WHAT NEEDS TO BE DONE
Please set down all of the data below verbatim.

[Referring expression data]
· · ·

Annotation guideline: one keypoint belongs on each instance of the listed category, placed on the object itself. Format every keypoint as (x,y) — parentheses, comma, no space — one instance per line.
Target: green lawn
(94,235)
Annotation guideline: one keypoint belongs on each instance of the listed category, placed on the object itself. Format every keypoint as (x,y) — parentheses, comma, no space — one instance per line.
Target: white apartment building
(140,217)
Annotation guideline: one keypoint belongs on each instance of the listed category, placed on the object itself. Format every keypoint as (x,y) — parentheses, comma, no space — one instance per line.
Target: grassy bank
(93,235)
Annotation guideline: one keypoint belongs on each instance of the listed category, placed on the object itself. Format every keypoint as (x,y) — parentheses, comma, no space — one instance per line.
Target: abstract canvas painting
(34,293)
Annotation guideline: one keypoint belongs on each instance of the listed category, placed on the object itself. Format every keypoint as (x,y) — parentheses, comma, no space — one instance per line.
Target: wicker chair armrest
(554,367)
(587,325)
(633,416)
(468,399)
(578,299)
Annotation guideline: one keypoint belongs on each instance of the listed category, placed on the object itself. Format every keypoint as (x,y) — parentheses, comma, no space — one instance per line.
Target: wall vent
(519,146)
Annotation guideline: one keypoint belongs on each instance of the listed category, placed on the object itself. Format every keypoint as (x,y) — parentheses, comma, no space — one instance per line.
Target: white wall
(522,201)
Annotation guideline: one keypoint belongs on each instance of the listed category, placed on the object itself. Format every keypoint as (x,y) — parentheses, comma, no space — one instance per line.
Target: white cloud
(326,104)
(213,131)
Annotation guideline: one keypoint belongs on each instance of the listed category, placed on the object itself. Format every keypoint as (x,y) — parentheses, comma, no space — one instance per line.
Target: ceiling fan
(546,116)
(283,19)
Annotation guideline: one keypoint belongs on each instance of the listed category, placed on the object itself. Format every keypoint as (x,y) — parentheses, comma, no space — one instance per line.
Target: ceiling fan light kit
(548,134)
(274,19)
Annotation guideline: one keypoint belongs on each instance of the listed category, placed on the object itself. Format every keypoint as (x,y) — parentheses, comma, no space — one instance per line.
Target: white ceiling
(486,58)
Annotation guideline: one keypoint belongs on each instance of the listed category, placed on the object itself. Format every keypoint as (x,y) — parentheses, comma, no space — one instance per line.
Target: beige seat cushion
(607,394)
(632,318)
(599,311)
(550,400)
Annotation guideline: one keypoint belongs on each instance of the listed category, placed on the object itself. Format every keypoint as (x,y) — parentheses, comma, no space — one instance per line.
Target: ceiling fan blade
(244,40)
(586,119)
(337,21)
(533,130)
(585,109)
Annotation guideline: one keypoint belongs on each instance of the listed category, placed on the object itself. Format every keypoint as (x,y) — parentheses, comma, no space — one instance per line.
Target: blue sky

· · ·

SOLVED PROBLEM
Annotation guideline: one keypoint belongs on each instance of the listed category, placed on the object itself. Format every keypoint as (x,y) — parentheses, comma, no space — one instance per line.
Target: green lawn
(94,235)
Annotation guideline: one keypoint belongs on each instance of the listed category, placed on the object itself. Format every keypoint as (x,y) — parentheses, comma, no space — one instance per line.
Target: white apartment building
(140,217)
Annotation guideline: one keypoint belongs on each instance of the listed category, placed on the object itself. Format every keypoint as (x,y) — parentheses, comma, no space — one instance per line.
Target: grassy bank
(93,235)
Annotation guideline: one keypoint belongs on each instance of the listed category, placed on the object itself. Format every keypoint as (x,y) — parentheses, comma, no space — one instance per line.
Target: abstract canvas painting
(34,293)
Annotation guideline: one keypoint belongs on each instance of the listed category, placed on the object itself. Format every keypoint as (x,y) — parentheses, comma, no space — one instance per line.
Target: wicker chair armrest
(554,367)
(587,325)
(633,416)
(468,399)
(578,299)
Annotation guideline: one keypoint belongs on each instance of the listed category, placed on the object itself. Format every keypoint as (x,y) — parentheses, comma, no space — one instance per line.
Target: wall vent
(519,146)
Annotation guideline: one keypoint belongs on each instance of the listed category, placed on the object itself. Format every keypoint as (x,y) — parentheses, comma, no space — one instance per line.
Target: white wall
(522,201)
Annotation guideline: one keypoint belongs on each instance of the listed category, placed on the object itself. Format every keypoint as (x,y) — parentheses, comma, no space — one instance per line.
Target: white cloud
(326,104)
(213,131)
Annotation guideline: one keypoint belongs on each instance of the listed category, placed on the object itself. Format every keypoint as (x,y) — parentheses, comma, no space — one instance per line.
Target: ceiling fan
(546,116)
(283,19)
Annotation guideline: one keypoint belongs on each instance of the listed category, placed on the object itself. Format every keypoint as (x,y) — parentheses, comma, no space — one instance per line.
Target: ceiling fan light kit
(548,134)
(274,19)
Annotation guideline: one keypoint belongs on each instance of the listed category, placed on the object itself. Format every keypoint as (x,y) — parentheses, comma, no space — one instance per line.
Target: white ceiling
(486,58)
Annotation guideline: one keypoint belongs on each instance of the listed category, placed on the object itself. Format every keypoint as (x,y) — parentheses, comma, no space — one instance per line.
Target: beige seat cushion
(607,394)
(632,318)
(599,311)
(550,400)
Annotation guideline: one keypoint belongs on each instance of the listed category, placed on the object itself. Format every keypoint as (x,y) — parentheses, comma, no space — one instance per line.
Target: ceiling fan blade
(244,40)
(586,119)
(337,21)
(533,130)
(585,109)
Annotation guideline: one keypoint belongs on each instance of the listed category, placed on the object itself. Format every keypoint as (x,y) — parentheses, comma, no space — one instance per line.
Target: blue sky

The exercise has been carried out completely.